Write each record again exactly as it stands.
::::::::::
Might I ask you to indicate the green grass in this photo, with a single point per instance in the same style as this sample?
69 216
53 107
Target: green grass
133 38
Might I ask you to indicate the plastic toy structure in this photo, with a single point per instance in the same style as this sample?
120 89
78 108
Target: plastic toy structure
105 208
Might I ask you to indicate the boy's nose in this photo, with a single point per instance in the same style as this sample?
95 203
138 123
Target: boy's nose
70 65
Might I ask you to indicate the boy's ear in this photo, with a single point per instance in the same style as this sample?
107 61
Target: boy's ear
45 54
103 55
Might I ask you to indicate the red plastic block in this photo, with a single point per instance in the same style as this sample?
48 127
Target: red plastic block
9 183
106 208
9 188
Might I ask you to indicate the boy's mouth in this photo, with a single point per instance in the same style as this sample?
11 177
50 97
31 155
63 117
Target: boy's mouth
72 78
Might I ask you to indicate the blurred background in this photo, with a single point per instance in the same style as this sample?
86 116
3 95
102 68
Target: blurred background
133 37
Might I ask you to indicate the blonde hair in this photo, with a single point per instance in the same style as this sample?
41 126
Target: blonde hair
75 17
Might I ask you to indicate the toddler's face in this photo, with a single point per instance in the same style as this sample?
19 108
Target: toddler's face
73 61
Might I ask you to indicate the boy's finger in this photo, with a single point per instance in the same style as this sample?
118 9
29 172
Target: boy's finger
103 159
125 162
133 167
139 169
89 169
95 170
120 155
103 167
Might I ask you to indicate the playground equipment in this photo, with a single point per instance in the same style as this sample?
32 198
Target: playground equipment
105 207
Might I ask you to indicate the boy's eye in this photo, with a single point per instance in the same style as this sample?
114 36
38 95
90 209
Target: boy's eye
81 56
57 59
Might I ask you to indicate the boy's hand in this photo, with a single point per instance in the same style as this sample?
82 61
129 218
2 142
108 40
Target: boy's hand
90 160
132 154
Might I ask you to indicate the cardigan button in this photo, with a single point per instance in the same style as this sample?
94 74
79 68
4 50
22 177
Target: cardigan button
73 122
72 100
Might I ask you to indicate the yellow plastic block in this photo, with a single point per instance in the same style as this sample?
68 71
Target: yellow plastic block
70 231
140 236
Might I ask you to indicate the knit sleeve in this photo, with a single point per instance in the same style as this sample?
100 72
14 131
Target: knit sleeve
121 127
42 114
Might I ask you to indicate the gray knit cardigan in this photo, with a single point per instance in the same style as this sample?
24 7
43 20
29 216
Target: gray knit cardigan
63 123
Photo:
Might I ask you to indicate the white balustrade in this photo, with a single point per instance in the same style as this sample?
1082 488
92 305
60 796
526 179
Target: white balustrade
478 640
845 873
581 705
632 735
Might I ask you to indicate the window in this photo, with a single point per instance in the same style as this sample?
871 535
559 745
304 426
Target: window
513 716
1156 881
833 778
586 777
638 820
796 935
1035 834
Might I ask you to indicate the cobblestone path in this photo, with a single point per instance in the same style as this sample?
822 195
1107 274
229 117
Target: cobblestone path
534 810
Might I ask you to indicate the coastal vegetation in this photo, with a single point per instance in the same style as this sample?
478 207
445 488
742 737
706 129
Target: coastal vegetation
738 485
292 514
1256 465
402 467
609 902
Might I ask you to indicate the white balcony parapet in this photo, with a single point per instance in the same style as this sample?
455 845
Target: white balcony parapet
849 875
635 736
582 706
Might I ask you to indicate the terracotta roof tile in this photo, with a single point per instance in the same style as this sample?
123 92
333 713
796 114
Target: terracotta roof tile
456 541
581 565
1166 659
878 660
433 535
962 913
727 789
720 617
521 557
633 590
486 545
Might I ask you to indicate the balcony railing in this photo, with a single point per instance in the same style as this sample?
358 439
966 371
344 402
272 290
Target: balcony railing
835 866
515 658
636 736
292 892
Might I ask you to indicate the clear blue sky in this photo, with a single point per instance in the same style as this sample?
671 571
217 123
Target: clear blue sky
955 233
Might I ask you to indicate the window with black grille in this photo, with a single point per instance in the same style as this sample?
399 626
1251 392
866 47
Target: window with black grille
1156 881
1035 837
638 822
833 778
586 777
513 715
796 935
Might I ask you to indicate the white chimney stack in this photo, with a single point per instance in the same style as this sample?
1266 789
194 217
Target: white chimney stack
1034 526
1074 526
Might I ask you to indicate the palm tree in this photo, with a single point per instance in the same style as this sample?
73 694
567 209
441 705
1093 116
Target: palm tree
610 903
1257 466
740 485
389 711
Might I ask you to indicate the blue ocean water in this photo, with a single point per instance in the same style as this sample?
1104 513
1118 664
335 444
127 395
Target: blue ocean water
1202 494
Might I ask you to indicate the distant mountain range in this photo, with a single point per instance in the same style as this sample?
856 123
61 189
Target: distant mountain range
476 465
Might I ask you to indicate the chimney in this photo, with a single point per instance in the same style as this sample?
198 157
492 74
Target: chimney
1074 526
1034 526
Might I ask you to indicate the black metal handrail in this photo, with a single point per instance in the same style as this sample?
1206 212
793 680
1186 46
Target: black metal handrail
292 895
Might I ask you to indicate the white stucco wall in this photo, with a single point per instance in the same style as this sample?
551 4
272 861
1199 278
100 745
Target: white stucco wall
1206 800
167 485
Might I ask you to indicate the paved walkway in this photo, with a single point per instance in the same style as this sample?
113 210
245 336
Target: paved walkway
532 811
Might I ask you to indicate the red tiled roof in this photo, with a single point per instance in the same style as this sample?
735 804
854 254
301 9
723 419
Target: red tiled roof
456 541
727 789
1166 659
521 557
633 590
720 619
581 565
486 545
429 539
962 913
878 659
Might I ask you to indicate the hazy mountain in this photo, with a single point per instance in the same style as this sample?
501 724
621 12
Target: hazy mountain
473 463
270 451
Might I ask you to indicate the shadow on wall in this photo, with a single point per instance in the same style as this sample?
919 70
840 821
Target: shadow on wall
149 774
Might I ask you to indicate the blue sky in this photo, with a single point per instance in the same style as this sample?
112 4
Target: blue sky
::::::::::
=== Result for this task ===
Might I ask you to indicate the green grass in this photo, with a single point per instance in the same style as this sample?
69 216
53 107
Target: green grass
133 38
Might I ask you to indicate the plastic toy structure in this photo, with a single point per instance in the same style as this sample?
120 89
78 108
Target: plastic toy structure
105 208
Might I ask you to indicate the boy's nose in this photo, with a single point per instance in the same style as this sample?
95 203
138 123
Target: boy's nose
70 65
Might I ask you to indicate the boy's ear in this photo, with a single point per instance in the same style as this sample?
107 61
Target: boy's ear
45 54
103 55
Might I ask you to indicate the red plastic block in this photo, with a single point per instance in the same style as this sample?
48 127
Target: red plastic block
9 183
106 208
9 188
Might I ask you to indicate the boy's mouth in this photo, with a single point per instance in the same style as this sample?
11 177
50 97
31 155
63 117
Target: boy's mouth
72 78
Might I ask you to indicate the blurred background in this photo, with a single point per instance in the same style as this sample?
86 116
3 95
102 68
Target: blurred background
133 37
Might I ask you to indicate the blonde hair in this photo, with a single point per instance in the same style as this sample?
41 126
Target: blonde hair
75 17
Might I ask you to indicate the toddler's face in this photo, with a single point per instance in the same style as this sample?
19 108
Target: toddler's face
73 61
Might I ask you to indicate the boy's finger in this photo, with a single point per instance in the same style as this sample?
118 9
29 172
Target: boy's finger
103 159
125 162
133 167
139 169
89 169
95 170
120 155
103 167
Might I ask you to indicate the playground equipment in this photo, with a single point per instance in the same style as this sample?
32 198
Target: playground equipment
105 207
Might I ask you to indicate the boy's eye in this photo, with a single point per instance in the same style as this sample?
114 36
38 95
90 209
Target: boy's eye
81 56
57 59
Might I ask you to indicate the boy's hand in this photo, with a single point per instance in the same style as this sample?
82 61
129 218
2 142
108 40
Target: boy's hand
90 160
132 154
Might I ask you to indicate the cardigan button in this photo, with a single point per instance in the same style as this sample?
94 74
79 68
4 50
22 177
Target: cardigan button
73 122
72 100
Might I ask you to indicate the yellow plastic block in this photo, with a single point per instance in the same style as this sample?
68 71
Target: yellow plastic block
70 231
140 236
Might I ask you to indicate the knit sleeve in this photo, with a single point per instance in the same style as this sample?
100 72
14 131
Target: knit sleeve
121 127
42 114
Might I ask you to indicate the gray knit cardigan in this photo, with a single point per instance in the same style as this sample?
24 7
43 20
29 216
Target: gray knit cardigan
63 123
Photo:
Might I ask you to indicate the white balustrade in this photo, with a single point per instance in the same style as this sample?
1082 488
92 305
60 796
526 179
Target: white balustrade
478 640
845 873
581 705
632 735
Might I ask you to indicate the window in this photo, with a single point per instance in the same style as this sample?
871 535
559 745
304 426
Target: window
513 716
1156 881
833 778
586 777
638 820
796 935
1035 834
Might I ask you to indicate the cobblestone path in this photo, with a single point per instance in the same style as this sample?
822 195
1107 274
229 117
Target: cobblestone path
534 810
Might I ask you to indicate the coastal vegetation in this photo, with a single point per instance in the same style as this sample?
478 207
445 488
742 737
706 129
Target: coastal vegetation
738 485
292 514
1256 465
402 467
609 902
Might I ask you to indicate the white balcony parapet in this photo, with a single point per instance in the same style as this sample?
455 845
Target: white balcony parapet
849 875
635 736
582 706
Might I ask you to indicate the terracotta roof tile in this photo, with a single point per instance in the same style as this sample?
123 92
333 713
796 114
Target: terracotta roof tile
456 541
581 565
1166 659
878 660
433 535
962 913
727 789
720 617
521 557
633 590
486 545
Might I ask you to indicate the balcony railing in this photo, with a single point per instance in the same style as this sample?
358 439
966 371
344 402
272 290
Target: balcony railing
835 866
515 658
636 736
292 892
Might I ask you to indicate the clear blue sky in this photo, with a single point per instance in the same style as this sample?
671 571
217 123
Target: clear blue sky
955 233
Might I ask you to indicate the window with black grille in this photo, with a single point per instance in the same style as this sample?
399 626
1251 392
866 47
Target: window with black grille
1156 881
1035 837
638 822
833 778
586 777
513 715
796 935
Might I ask you to indicate the white chimney stack in this photo, with a single point per instance in the same style as this sample?
1266 789
194 217
Target: white chimney stack
1034 526
1074 526
Might I ask you to indicate the palm tree in this photo, with a single point per instance in the same style as this sample?
73 694
567 209
441 705
1093 116
Target: palm tree
610 903
1257 466
740 485
389 711
Might I ask you to indicate the blue ocean water in this photo, with a single point per instance in the same style as this sample?
1104 513
1118 664
335 444
127 395
Target: blue ocean water
1202 494
Might I ask you to indicate the distant mountain range in this photo, with a single point per instance in the same style as this sample?
856 123
61 189
Target: distant mountain range
476 465
Might I ask you to indicate the chimney in this photo, with a single point per instance in the same style as this sample?
198 157
492 74
Target: chimney
1074 526
1034 526
Might I ask you to indicate the black metal handrail in this photo, with a single point per instance in the same style as this sample?
1206 212
793 680
1186 46
Target: black metal handrail
292 895
Might I ask you to indicate the white stucco wall in this photo, with a single point per instance in the same style as this sample?
551 4
272 861
1199 278
100 745
Target: white stucco wall
1206 800
167 485
Might I ask you to indicate the paved walkway in this photo, with a single point per instance in the same style as this sample?
113 210
245 336
Target: paved walkway
532 811
Might I ask you to indicate the red tiled roof in this photo, with a single point per instance in the same style as this sample?
735 804
854 254
301 9
723 419
Target: red tiled roof
456 541
727 789
1166 659
521 557
633 590
720 619
581 565
486 545
429 539
962 913
878 659
Might I ask you to indicate the hazy mountain in this photo, with a single point per instance in the same style as this sample?
501 724
621 12
Target: hazy mountain
473 463
270 451
Might I ask you to indicate the shadow on wall in this photo, with a single point per instance in the same style as this sample?
919 70
840 821
Target: shadow on wall
149 774
Might I ask you to indicate the blue sky in this photo, with a single point per instance in the same style as this sample?
112 4
Target: blue sky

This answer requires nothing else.